(Saved data entries)
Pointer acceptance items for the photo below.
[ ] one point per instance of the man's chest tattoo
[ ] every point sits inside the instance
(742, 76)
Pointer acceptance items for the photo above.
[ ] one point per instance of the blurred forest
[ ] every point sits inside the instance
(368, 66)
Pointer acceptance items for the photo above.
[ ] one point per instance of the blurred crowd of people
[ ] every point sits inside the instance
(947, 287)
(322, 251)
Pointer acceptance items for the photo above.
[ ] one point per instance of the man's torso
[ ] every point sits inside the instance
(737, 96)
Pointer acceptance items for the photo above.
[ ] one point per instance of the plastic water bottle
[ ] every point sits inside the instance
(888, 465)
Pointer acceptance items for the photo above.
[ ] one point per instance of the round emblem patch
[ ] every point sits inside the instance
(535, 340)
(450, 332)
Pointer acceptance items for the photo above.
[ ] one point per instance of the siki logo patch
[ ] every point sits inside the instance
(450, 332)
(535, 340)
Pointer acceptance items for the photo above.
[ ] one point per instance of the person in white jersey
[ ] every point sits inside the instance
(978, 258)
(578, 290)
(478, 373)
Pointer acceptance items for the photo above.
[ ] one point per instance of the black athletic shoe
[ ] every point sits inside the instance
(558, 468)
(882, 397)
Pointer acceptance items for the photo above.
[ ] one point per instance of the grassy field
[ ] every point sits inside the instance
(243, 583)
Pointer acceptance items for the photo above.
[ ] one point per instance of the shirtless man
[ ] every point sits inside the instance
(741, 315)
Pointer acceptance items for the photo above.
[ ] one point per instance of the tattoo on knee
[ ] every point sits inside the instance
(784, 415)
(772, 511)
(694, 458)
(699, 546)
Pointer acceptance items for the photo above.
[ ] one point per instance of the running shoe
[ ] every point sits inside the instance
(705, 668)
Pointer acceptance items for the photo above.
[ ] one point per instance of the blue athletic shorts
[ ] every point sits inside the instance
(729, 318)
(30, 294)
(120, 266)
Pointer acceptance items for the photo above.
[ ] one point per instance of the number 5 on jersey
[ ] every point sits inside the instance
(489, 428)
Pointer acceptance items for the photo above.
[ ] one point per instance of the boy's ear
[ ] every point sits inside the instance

* **What needs to be done**
Write out the full set of records exactly as given.

* **Correct result**
Pointer acceptance items for the photo below.
[ ] one point per instance of the man's chest tattoo
[ ] every point sits inside the instance
(742, 76)
Pointer acceptance items for the photo above.
[ ] one point per instance of the blurred forest
[ ] every point sits inside the instance
(368, 66)
Pointer acceptance items for the photo above.
[ ] one point per instance of the blurred crowd of people
[ ] every point sits inside the instance
(947, 287)
(322, 251)
Pointer acceptance items for the photo above.
[ ] one point per instance of the man's torso
[ ] every point sits inside the instance
(737, 96)
Pointer acceptance items for the photo above.
[ ] one point per instance of the plastic water bottle
[ ] every point sits inside the instance
(888, 465)
Pointer acceptance items for the photo above.
[ ] one point per instance of the round emblem patch
[ ] every point sits inside the instance
(535, 340)
(450, 332)
Pointer acceptance items for the photo above.
[ ] one point per instance of the siki logo patch
[ ] every point sits inside the instance
(450, 332)
(535, 340)
Pointer acceptance items for the photo above.
[ ] one point per instance of the person in white jersey
[ ] every point sits inside the instance
(978, 258)
(578, 290)
(478, 373)
Pointer acceptance items for the photo above.
[ ] one point per instance of the black athletic shoe
[ ] every point sits inside the instance
(558, 468)
(882, 397)
Pointer acceptance items for the photo above.
[ ] one point per instance of the grassy field
[ ] every point sits inside the instance
(243, 583)
Pointer acceptance items for the photo above.
[ ] one point per instance of the shirtless man
[ ] every point sits inside the instance
(741, 315)
Pointer acceptance items for the photo above.
[ ] one point per instance of the tattoo on knee
[ ] every point sits inside the instance
(784, 415)
(772, 511)
(694, 458)
(699, 546)
Pointer acceptance items for the photo above.
[ ] one point per instance of the running shoe
[ ] every point sits inside the instance
(705, 668)
Pointer acceptance items for the photo above.
[ ] one point per instance of the blue athletic shorts
[ ] every point sits inside the instance
(729, 318)
(30, 294)
(120, 266)
Pointer acceptance items for the photo above.
[ ] one point per instance of the number 5 on jersey
[ ] every point sits inside the instance
(489, 428)
Pointer acceptance items for the photo above.
[ ] one point per instance of the boy's ear
[ ] every point sits inside the instance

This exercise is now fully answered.